* Begin DATA ENTRIES *
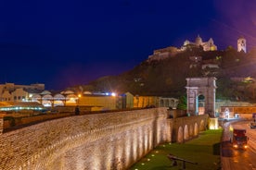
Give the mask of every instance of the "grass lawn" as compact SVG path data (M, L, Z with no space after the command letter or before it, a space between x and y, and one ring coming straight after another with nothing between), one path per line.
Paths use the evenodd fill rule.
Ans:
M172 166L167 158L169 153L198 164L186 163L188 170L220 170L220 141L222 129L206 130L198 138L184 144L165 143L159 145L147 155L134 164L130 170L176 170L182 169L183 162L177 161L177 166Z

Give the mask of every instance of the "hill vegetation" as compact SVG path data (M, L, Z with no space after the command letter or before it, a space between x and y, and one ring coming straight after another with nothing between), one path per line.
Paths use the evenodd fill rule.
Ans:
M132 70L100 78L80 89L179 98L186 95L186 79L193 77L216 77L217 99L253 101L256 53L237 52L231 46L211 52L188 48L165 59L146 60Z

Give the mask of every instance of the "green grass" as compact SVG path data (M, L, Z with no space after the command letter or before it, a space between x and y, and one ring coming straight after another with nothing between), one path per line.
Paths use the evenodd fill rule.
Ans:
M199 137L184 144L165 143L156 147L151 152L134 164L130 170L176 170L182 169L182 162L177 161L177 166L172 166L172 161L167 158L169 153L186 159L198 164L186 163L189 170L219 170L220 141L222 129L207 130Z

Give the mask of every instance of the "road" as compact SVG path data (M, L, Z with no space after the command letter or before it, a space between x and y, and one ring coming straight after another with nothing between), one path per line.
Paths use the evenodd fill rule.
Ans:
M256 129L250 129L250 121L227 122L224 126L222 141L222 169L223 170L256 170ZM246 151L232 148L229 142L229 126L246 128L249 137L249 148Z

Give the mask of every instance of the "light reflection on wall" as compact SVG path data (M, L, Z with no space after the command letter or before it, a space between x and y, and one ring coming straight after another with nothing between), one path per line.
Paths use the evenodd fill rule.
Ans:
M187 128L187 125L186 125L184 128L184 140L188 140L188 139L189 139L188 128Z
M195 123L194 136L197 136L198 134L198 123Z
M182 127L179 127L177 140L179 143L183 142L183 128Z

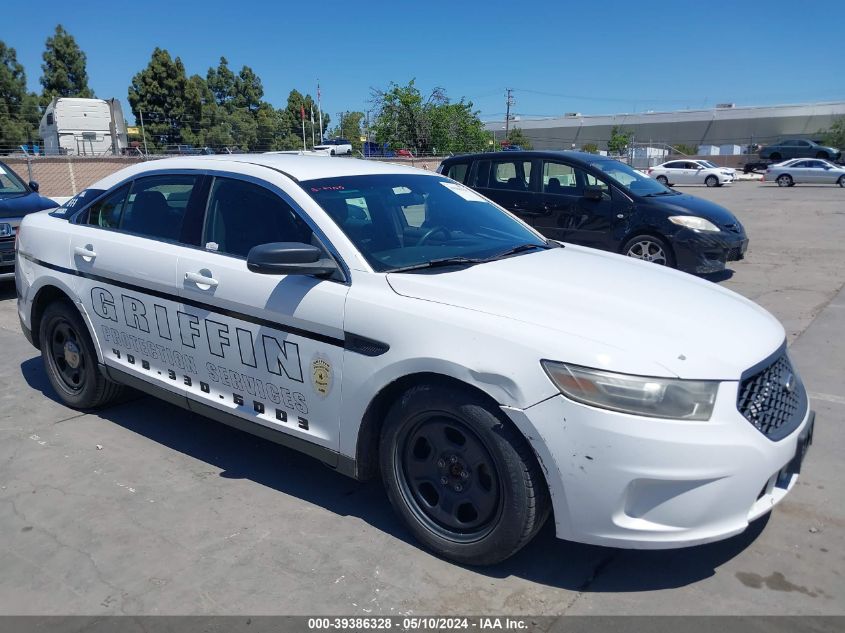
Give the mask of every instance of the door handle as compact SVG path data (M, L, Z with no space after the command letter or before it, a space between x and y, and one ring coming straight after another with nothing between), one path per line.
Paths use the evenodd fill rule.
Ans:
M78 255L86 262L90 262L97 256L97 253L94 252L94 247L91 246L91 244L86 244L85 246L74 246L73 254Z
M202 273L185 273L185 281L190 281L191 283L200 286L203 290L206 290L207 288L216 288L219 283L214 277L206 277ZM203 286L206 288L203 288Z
* End DATA ENTRIES *
Retype word for word the lines from the one containing "Give the mask of every instance of the door" through the last line.

Give the mask of every instance of the door handle as compact SVG path data (M, L, Z with no space after the command letter or before it, a space between x and y, and one ring coming straight after another with nothing between), one path per line.
Paths use the evenodd fill rule.
Ans:
M78 255L86 262L90 262L97 256L97 253L94 252L94 247L91 246L91 244L86 244L85 246L74 246L73 254Z
M202 273L185 273L185 281L190 281L191 283L200 286L203 290L206 290L207 288L216 288L219 283L214 277L206 277ZM203 286L206 288L203 288Z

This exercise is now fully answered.